▸ **Work instructions**
Can you turn the lines below into a Markdown table with the columns "Row" and "Line," leaving out any blank lines and the pictures?

[Pointing dataset entries]
*-*-*
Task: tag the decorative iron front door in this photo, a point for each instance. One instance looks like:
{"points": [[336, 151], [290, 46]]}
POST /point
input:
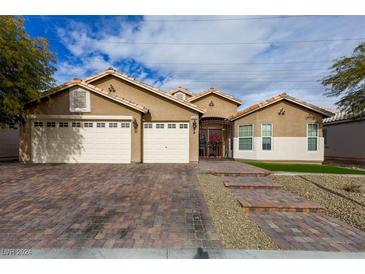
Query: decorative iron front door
{"points": [[215, 143]]}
*-*-*
▸ **Task result**
| Row | Line |
|---|---|
| 1 | Task: tag the decorative iron front door in this photo, a point for each instance. One instance looks like: |
| 2 | {"points": [[336, 151], [290, 46]]} |
| 3 | POST /point |
| 4 | input: |
| 5 | Query: decorative iron front door |
| 6 | {"points": [[215, 143]]} |